### PROBLEM REQUIREMENTS
Print the complete set of entries exactly.

Start SUPPLIED INFORMATION

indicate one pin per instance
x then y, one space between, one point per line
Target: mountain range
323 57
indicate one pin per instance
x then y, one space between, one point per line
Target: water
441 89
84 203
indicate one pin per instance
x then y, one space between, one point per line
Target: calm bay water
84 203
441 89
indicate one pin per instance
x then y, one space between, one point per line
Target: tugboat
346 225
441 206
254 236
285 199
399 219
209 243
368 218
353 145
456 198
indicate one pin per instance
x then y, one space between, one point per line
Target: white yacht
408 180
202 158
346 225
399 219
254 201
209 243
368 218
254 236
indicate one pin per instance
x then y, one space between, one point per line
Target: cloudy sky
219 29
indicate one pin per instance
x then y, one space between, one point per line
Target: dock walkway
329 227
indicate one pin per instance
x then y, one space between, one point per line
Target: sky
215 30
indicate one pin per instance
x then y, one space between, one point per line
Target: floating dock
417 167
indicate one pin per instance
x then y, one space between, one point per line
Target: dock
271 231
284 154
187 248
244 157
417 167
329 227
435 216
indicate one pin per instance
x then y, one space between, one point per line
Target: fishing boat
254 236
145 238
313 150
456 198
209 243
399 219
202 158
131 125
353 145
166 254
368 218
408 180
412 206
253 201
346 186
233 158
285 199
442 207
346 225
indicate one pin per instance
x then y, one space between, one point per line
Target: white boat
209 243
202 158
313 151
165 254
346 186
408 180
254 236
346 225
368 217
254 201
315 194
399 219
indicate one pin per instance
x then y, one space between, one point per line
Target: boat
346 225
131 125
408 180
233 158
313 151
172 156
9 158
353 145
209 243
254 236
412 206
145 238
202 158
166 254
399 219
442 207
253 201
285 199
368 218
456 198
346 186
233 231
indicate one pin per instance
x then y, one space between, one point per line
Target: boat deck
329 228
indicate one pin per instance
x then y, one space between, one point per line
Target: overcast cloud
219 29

End SUPPLIED INFORMATION

### EXERCISE RESULT
indicate one pin per instance
x then y, one space between, one point per line
Target: mountain range
323 57
indicate one pin per instance
x then y, one space between, one point per line
Target: water
441 89
84 203
indicate one pin per instance
x then y, one space between, one point per line
Target: calm bay water
84 203
441 89
indicate one pin per instance
x then y, one space between, one point per line
Target: tugboat
346 225
441 206
254 236
285 199
399 219
209 243
368 218
353 145
456 198
indicate one pin per instance
x then y, one space between, one point per line
Target: white yacht
408 180
202 158
346 225
399 219
254 201
209 243
368 218
254 236
indicate one pin per instance
x then y, one space between, one point per line
Target: cloudy sky
219 29
indicate one pin per instance
x then y, one space between, one point per line
Target: dock walkway
329 227
indicate one pin per instance
x then y, one space between, one point per line
Target: sky
215 30
indicate one pin per instance
x then y, one space between, one point per line
Target: floating dock
417 167
indicate one pin per instance
x then y, one space between, one point per line
Target: dock
271 231
284 154
187 248
244 157
417 167
329 227
435 216
indicate one pin per instance
x then y, one space between, one point per line
Target: fishing boat
254 236
145 238
313 150
456 198
209 243
399 219
202 158
131 125
353 145
166 254
368 218
408 180
412 206
253 201
346 186
233 158
285 199
442 207
346 225
indicate one pin per instance
x then y, one space between, one point per line
Target: white boat
209 243
202 158
313 151
165 254
346 186
408 180
254 236
346 225
368 217
254 201
315 194
399 219
indicate one pin per instance
x then y, one space between, one point per line
Target: boat
346 225
131 125
408 180
233 158
313 151
172 156
9 158
353 145
209 243
254 236
412 206
145 238
202 158
166 254
399 219
442 207
253 201
285 199
368 218
456 198
346 186
233 231
indicate one pin per instance
x then y, one space between, one point per line
Target: boat deck
329 228
indicate one pin per instance
x then y, one space between, one point per line
Target: overcast cloud
219 29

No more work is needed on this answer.